→ INSTRUCTION: Locate each line in the entries containing the word "bird", and copy those lines.

───── DATA SHOWN

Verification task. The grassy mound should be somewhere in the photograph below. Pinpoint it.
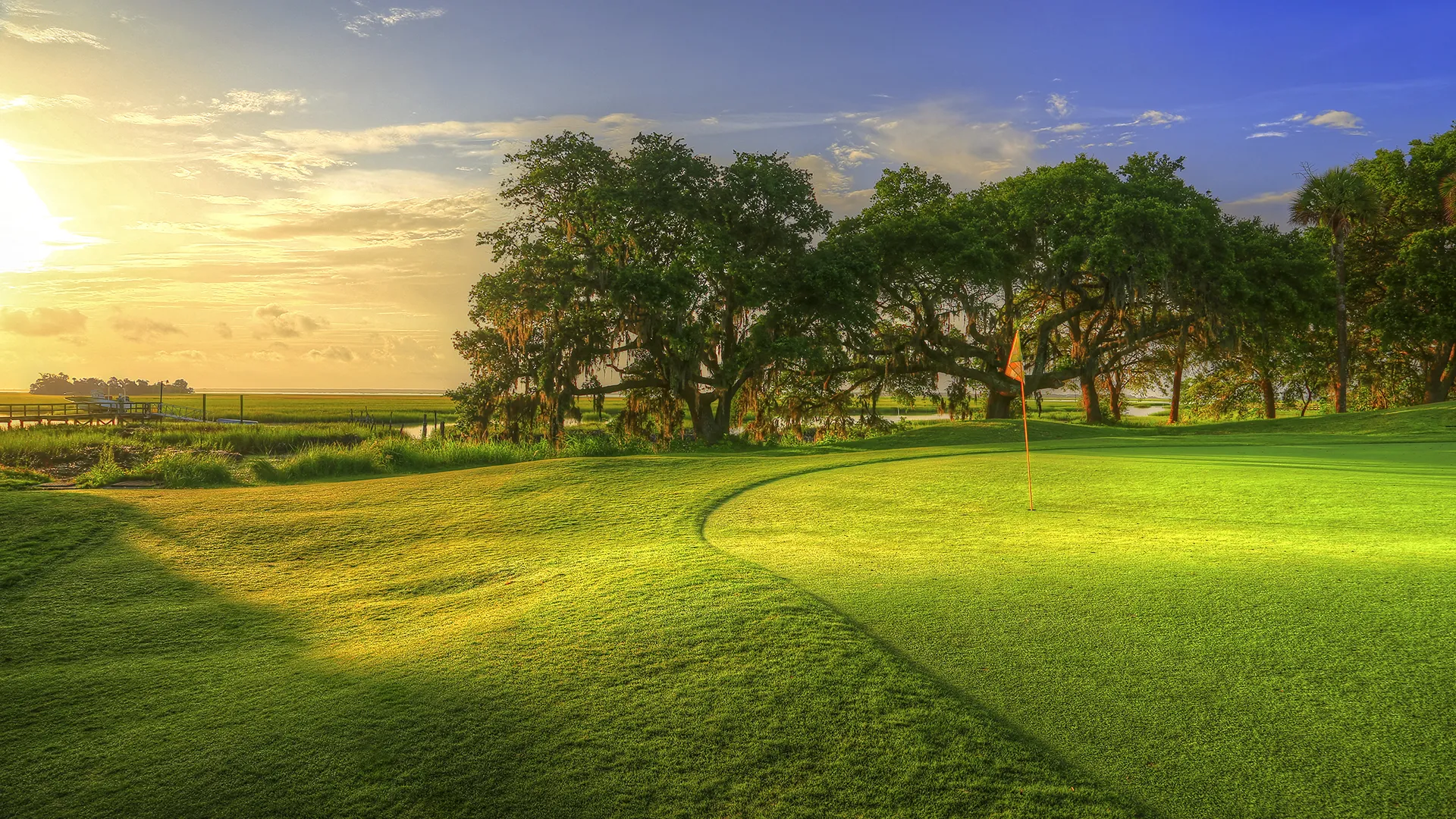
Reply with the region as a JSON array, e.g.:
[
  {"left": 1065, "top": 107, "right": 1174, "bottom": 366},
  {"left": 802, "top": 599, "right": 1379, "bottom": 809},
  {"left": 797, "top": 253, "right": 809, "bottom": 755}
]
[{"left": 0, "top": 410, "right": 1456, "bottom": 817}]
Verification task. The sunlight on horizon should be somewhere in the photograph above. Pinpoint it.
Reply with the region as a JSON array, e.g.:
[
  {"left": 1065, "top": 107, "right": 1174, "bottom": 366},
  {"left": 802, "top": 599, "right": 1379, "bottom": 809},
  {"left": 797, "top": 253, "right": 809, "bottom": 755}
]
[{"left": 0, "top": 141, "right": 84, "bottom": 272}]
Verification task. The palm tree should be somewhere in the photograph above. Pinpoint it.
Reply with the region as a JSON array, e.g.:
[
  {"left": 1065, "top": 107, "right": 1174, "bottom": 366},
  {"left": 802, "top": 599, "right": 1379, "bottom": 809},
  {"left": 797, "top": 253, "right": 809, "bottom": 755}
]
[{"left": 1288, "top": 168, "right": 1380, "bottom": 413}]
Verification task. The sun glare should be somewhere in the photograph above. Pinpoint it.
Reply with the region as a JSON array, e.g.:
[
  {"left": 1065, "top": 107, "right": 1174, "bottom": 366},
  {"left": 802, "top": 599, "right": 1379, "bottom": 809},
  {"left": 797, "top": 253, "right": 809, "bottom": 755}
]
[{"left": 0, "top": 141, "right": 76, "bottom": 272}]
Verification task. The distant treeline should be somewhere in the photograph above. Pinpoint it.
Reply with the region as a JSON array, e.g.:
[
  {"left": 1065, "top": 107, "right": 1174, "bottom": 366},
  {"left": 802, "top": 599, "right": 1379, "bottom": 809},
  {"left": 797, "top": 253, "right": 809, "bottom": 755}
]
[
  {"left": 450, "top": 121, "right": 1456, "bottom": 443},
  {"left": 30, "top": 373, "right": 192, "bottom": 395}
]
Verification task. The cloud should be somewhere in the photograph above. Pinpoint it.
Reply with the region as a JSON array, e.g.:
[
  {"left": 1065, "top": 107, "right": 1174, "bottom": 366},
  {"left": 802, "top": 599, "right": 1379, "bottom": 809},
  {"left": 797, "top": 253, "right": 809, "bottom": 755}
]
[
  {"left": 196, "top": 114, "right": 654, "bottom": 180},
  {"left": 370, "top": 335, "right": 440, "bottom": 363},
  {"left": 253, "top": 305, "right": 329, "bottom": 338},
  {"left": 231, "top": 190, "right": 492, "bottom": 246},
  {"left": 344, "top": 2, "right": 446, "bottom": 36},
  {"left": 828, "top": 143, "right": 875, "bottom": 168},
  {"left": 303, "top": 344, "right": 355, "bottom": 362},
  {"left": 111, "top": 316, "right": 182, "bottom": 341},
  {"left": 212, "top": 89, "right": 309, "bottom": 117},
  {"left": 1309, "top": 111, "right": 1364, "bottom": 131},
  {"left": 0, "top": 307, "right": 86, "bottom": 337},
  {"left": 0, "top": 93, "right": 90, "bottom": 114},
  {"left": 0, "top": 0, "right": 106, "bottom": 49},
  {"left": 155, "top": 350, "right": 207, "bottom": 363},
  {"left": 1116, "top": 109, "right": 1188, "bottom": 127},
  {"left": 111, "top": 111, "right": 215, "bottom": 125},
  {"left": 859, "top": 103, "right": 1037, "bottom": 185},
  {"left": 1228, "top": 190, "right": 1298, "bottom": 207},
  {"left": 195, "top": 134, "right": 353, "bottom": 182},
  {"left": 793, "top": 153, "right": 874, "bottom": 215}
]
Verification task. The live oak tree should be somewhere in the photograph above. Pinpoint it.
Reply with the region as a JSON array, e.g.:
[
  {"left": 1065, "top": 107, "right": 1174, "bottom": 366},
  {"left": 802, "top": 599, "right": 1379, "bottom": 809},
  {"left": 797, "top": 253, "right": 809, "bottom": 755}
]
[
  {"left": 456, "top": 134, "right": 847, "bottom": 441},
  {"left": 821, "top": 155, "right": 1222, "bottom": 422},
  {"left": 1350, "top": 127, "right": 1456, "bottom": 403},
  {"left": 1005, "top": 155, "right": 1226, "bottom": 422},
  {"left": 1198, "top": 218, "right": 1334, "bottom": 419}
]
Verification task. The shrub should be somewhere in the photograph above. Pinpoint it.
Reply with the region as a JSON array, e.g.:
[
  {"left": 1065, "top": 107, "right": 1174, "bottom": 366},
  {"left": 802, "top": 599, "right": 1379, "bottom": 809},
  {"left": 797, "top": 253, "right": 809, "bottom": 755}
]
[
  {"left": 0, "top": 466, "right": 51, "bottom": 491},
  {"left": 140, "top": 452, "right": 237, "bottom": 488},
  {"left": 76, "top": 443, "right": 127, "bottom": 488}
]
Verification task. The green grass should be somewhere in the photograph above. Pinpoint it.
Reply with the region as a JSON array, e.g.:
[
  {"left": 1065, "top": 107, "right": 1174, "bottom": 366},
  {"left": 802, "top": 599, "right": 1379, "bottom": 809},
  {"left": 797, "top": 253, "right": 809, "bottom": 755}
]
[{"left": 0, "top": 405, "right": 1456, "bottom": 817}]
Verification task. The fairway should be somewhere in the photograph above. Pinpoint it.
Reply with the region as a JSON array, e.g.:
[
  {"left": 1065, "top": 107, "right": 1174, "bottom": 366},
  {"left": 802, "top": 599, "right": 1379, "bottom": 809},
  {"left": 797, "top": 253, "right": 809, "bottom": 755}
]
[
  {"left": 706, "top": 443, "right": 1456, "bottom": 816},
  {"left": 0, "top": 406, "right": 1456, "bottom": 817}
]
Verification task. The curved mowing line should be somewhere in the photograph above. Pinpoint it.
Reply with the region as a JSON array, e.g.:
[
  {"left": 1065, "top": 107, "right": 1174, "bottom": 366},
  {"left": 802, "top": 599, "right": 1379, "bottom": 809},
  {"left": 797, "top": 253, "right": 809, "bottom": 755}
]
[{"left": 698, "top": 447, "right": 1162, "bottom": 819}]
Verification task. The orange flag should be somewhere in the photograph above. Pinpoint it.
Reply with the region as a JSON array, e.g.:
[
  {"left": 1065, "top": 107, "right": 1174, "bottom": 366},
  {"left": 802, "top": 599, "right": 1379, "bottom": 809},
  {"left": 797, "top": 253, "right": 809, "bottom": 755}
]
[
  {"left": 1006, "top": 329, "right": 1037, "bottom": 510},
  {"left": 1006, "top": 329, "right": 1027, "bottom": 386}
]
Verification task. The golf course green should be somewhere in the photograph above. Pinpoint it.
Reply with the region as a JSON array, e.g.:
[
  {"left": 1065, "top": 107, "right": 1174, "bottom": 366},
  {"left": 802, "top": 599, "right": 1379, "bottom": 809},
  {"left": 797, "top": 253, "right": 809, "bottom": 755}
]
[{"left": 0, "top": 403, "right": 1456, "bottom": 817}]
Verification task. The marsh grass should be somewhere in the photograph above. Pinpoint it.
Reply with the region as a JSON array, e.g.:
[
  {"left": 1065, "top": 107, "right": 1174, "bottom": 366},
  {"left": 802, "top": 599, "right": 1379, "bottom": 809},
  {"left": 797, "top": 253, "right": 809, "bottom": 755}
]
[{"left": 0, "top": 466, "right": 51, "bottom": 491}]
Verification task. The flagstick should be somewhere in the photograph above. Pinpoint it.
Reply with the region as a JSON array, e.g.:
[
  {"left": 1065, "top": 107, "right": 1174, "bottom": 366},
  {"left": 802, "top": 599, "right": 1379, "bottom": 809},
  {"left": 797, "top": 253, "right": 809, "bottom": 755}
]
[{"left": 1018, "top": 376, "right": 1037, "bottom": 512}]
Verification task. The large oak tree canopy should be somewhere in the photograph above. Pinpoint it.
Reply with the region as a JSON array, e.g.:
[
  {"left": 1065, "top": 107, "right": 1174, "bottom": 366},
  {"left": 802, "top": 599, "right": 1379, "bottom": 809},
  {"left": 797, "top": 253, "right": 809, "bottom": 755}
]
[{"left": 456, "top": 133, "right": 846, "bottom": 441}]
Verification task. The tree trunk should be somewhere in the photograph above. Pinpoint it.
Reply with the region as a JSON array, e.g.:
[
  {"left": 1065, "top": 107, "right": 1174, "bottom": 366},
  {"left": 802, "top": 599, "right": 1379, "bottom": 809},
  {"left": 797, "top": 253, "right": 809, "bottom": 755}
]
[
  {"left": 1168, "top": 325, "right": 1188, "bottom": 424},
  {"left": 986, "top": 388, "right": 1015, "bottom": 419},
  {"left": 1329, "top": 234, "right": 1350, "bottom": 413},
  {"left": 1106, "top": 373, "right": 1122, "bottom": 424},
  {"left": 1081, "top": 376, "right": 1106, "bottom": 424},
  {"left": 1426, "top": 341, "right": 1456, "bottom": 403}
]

──────────
───── DATA SHOWN

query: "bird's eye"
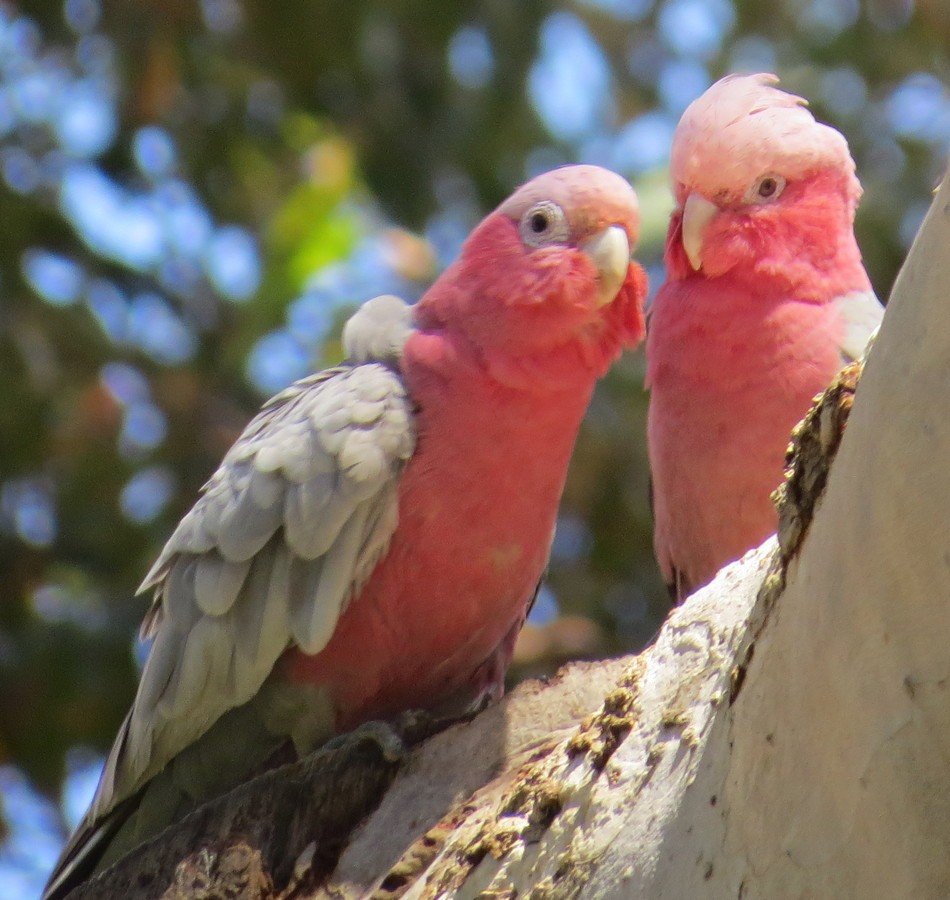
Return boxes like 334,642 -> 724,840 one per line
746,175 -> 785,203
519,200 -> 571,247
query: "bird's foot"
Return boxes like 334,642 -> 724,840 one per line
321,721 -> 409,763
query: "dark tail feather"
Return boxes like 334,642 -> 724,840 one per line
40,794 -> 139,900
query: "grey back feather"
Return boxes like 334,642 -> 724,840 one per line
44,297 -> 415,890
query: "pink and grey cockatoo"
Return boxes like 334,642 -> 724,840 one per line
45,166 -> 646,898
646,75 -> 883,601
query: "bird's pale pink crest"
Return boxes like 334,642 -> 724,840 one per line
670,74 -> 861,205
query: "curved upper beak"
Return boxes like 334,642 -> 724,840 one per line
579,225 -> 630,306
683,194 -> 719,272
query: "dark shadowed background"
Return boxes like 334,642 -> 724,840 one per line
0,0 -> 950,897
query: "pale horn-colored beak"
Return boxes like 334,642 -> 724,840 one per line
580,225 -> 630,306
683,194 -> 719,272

──────────

→ OUTPUT OF THE EXERCISE:
query: "bird's eye"
query: "bird's foot"
query: "bird's pale pink crest"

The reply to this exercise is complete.